* **Source material**
/---
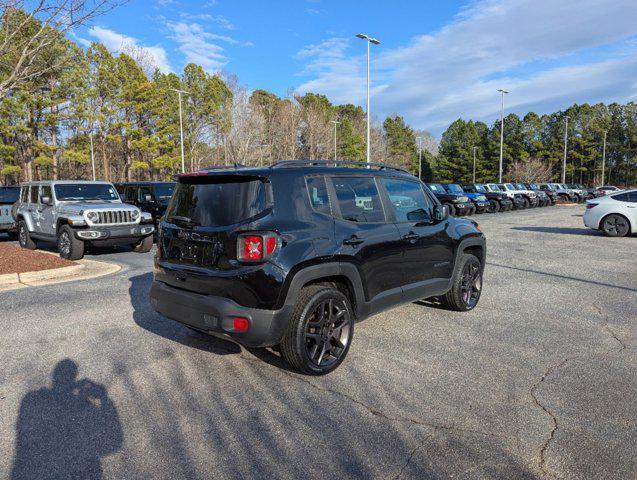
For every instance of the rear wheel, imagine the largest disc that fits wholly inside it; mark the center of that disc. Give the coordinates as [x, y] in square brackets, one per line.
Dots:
[144, 245]
[69, 247]
[24, 239]
[319, 332]
[615, 226]
[466, 285]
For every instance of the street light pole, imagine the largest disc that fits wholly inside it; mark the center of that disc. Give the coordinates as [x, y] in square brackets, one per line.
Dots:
[419, 158]
[335, 124]
[369, 42]
[90, 136]
[502, 92]
[603, 158]
[181, 128]
[565, 144]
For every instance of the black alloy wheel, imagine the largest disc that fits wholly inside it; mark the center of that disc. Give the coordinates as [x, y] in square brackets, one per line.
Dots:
[615, 226]
[320, 330]
[327, 333]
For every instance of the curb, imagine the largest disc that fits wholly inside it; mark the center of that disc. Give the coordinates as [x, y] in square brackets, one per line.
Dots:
[84, 270]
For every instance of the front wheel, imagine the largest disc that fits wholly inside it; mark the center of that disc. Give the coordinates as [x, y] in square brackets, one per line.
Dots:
[69, 247]
[466, 285]
[615, 226]
[144, 245]
[319, 332]
[24, 238]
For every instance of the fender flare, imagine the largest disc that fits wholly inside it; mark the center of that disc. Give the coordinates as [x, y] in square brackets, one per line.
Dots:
[324, 270]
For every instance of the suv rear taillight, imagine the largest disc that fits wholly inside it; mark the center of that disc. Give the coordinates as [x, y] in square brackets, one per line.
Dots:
[256, 247]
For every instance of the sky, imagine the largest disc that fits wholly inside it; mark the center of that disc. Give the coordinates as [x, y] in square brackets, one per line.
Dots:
[437, 60]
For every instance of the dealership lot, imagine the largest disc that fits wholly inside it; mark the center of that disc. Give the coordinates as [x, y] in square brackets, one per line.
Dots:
[538, 381]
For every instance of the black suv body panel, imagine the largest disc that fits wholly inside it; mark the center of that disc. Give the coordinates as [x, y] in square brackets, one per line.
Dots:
[380, 264]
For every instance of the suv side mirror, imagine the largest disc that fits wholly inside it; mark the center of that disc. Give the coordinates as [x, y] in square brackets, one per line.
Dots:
[441, 212]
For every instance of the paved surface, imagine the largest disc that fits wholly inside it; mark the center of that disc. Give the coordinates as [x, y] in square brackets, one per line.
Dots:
[538, 382]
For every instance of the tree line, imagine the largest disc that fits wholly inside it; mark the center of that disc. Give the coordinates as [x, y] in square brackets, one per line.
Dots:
[76, 109]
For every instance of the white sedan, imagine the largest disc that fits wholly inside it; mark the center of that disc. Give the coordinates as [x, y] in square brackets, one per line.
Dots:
[614, 214]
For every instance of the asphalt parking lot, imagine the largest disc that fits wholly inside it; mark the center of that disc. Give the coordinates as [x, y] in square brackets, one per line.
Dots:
[539, 381]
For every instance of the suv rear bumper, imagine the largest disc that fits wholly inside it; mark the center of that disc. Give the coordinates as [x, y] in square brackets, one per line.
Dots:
[214, 315]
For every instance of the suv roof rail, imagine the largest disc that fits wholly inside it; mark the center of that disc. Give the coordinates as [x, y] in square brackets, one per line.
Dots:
[329, 163]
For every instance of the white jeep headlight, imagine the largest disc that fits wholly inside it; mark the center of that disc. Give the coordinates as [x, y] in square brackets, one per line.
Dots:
[92, 217]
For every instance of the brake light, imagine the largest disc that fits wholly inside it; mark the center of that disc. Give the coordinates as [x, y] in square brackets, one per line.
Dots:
[240, 324]
[254, 247]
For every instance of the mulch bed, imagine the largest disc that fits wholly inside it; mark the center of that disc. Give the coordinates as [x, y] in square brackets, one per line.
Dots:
[14, 259]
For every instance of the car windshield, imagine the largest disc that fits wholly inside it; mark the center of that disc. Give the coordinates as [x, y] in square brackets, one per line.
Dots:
[85, 191]
[436, 187]
[163, 191]
[9, 194]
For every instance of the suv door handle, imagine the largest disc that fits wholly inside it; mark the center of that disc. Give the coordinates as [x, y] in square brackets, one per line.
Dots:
[353, 240]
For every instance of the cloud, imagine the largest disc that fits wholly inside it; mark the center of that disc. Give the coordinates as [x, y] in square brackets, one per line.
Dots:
[548, 54]
[196, 45]
[118, 42]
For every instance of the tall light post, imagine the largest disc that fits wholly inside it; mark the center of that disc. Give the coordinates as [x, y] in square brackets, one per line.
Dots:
[335, 125]
[565, 144]
[603, 158]
[502, 93]
[419, 158]
[369, 42]
[181, 128]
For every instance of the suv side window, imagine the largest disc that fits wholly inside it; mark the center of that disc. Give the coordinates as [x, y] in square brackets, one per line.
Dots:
[358, 199]
[141, 194]
[407, 199]
[317, 190]
[34, 194]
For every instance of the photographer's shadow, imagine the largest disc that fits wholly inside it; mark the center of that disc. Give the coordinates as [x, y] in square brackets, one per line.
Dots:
[64, 431]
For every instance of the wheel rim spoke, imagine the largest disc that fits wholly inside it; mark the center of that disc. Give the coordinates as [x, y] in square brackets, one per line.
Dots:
[328, 332]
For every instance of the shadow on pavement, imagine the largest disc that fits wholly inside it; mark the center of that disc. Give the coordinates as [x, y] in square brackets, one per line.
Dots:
[148, 319]
[65, 430]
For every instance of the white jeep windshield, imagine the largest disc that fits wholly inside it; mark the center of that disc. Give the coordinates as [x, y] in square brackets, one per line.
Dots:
[85, 191]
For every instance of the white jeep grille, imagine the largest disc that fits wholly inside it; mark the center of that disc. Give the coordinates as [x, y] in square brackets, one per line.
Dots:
[114, 217]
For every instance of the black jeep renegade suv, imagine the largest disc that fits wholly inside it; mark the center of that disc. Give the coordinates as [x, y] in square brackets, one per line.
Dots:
[293, 254]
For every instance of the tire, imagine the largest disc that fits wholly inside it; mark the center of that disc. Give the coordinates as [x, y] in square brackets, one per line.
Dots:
[144, 245]
[615, 225]
[466, 284]
[24, 238]
[309, 333]
[69, 247]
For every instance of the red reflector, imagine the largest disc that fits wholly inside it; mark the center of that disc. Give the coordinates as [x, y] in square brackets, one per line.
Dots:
[270, 245]
[240, 324]
[252, 247]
\---
Please reproduce the data from the line containing "For every instance of the white jeep windshield, imagine" through the end of the data, including both. Multiply every coordinate in the answers by 1.7 and round to whole numbers, rounding halves up, leaving all other text unchanged.

* **Response**
For every instance of the white jeep windshield, imagine the largest disc that fits wholly inside it; mark the center of that disc. Give the coordinates as [x, y] in square brackets, one per line.
Dots:
[145, 325]
For every instance of the white jeep grille, imagine the largest disc that fits wholly inside it; mark the center of that disc. Give the coordinates as [x, y] in square brackets, one per line.
Dots:
[194, 369]
For every instance of the black jeep renegade suv, imagine the largest disc that fits wholly inside it; mark the center of that disc. Give the coordinates as [x, y] in square brackets, one per line.
Dots:
[498, 432]
For every instance of the tire, imagine the largest disc that fits wholly inside it; mark the center of that disc. Give the coordinates as [x, y] in square brackets, one per line.
Dots:
[245, 417]
[1046, 383]
[792, 483]
[41, 405]
[525, 566]
[117, 420]
For every instance of the red reflector, imagine the largest disc that fits wholly inside it; mark the center of that disc. Give the coordinates as [x, y] in square brackets, one per line.
Dots:
[459, 417]
[408, 551]
[428, 420]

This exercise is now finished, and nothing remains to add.